Repeat the whole listing below, word for word.

-- begin --

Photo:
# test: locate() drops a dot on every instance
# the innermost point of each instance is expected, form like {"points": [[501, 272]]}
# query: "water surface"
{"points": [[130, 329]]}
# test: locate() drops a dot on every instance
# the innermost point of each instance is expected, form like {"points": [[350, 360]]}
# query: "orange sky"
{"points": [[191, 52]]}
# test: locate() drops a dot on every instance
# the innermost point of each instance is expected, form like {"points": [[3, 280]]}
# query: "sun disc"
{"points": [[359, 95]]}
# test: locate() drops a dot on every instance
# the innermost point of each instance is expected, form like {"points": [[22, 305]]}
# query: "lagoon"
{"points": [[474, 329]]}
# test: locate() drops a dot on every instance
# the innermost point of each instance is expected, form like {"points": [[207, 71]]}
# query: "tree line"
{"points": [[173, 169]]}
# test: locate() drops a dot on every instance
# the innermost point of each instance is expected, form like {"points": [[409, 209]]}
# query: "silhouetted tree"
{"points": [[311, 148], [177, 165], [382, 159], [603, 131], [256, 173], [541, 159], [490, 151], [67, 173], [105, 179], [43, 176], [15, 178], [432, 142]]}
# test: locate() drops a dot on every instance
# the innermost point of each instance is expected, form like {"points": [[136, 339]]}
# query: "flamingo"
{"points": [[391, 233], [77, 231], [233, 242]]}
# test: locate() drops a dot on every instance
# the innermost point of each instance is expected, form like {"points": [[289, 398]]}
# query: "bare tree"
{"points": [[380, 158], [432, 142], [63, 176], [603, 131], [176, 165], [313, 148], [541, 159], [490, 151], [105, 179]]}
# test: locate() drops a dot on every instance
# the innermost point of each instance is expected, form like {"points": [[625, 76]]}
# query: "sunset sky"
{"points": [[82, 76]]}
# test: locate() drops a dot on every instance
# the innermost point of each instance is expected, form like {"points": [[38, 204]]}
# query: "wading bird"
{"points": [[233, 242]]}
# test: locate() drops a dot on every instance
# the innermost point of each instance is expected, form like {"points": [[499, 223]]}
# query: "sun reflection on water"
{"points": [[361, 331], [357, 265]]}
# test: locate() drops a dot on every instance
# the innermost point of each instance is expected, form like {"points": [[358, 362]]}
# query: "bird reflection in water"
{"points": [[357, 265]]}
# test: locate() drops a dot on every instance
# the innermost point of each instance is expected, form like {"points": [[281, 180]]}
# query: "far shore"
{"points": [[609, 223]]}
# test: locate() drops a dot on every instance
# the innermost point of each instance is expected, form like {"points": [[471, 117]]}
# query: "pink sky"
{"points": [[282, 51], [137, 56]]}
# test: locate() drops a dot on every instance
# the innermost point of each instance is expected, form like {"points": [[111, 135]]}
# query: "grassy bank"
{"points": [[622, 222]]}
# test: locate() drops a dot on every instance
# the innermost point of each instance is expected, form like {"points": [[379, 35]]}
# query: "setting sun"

-- end --

> _Final result_
Photo:
# test: locate() drops a dot on every instance
# the innermost point of each instance is expected, form like {"points": [[501, 272]]}
# query: "water surface"
{"points": [[130, 329]]}
# test: locate() drops a dot on every instance
# the innermost point of each instance is expected, form like {"points": [[350, 360]]}
# query: "orange sky"
{"points": [[191, 52]]}
# test: locate() drops a dot on every instance
# the innermost point of each instance is expected, form like {"points": [[3, 280]]}
# query: "sun disc"
{"points": [[359, 95]]}
# test: locate() drops a dot on every instance
# the innermost point of each instance is expected, form like {"points": [[22, 305]]}
# query: "lagoon"
{"points": [[474, 329]]}
# test: locate() drops a dot on every instance
# the innermost point of each instance is expected, form like {"points": [[207, 71]]}
# query: "tree line"
{"points": [[173, 169]]}
# test: locate() drops a dot on every instance
# the innermost point of each instance is expected, form like {"points": [[409, 209]]}
# query: "silhouetted tree"
{"points": [[311, 148], [177, 165], [382, 159], [603, 131], [256, 173], [541, 159], [490, 151], [67, 173], [105, 179], [43, 176], [15, 178], [432, 142]]}
# test: locate() drops a dot on every instance
# the innermost point of each instance is expected, form like {"points": [[136, 339]]}
# query: "flamingo"
{"points": [[391, 233], [77, 231], [233, 242]]}
# test: locate() drops a dot on every instance
# the innermost point of each instance is expected, form like {"points": [[289, 398]]}
# query: "bare tree"
{"points": [[380, 158], [432, 142], [63, 176], [603, 131], [176, 165], [313, 148], [541, 159], [490, 151], [105, 179]]}
# test: locate() drops a dot on every instance
# the innermost point of each instance is expected, form like {"points": [[625, 76]]}
# query: "sunset sky"
{"points": [[82, 76]]}
# test: locate() drops a dot on every instance
# the innermost point of each instance is expected, form like {"points": [[38, 204]]}
# query: "wading bird"
{"points": [[233, 242]]}
# test: locate() drops a dot on every instance
# the innermost point of each instance is expected, form like {"points": [[499, 223]]}
# query: "sun reflection on water"
{"points": [[361, 331], [357, 265]]}
# test: locate() drops a dot on every instance
# the innermost point of each instance is expected, form like {"points": [[358, 362]]}
# query: "bird reflection in water"
{"points": [[357, 265]]}
# test: locate() drops a dot on every instance
# the innermost point of each instance is expected, form like {"points": [[281, 180]]}
# query: "far shore"
{"points": [[609, 223]]}
# test: locate() drops a dot on every instance
# the innermost point of each instance is expected, form like {"points": [[471, 117]]}
# query: "pink sky"
{"points": [[282, 51], [137, 56]]}
# test: locate() drops a dot on every instance
# the innermost point of each instance is expected, form like {"points": [[111, 135]]}
# query: "grassy bank"
{"points": [[622, 222]]}
# test: locate() drops a dot on every instance
# the innermost point of each instance is expected, form like {"points": [[379, 35]]}
# query: "setting sun"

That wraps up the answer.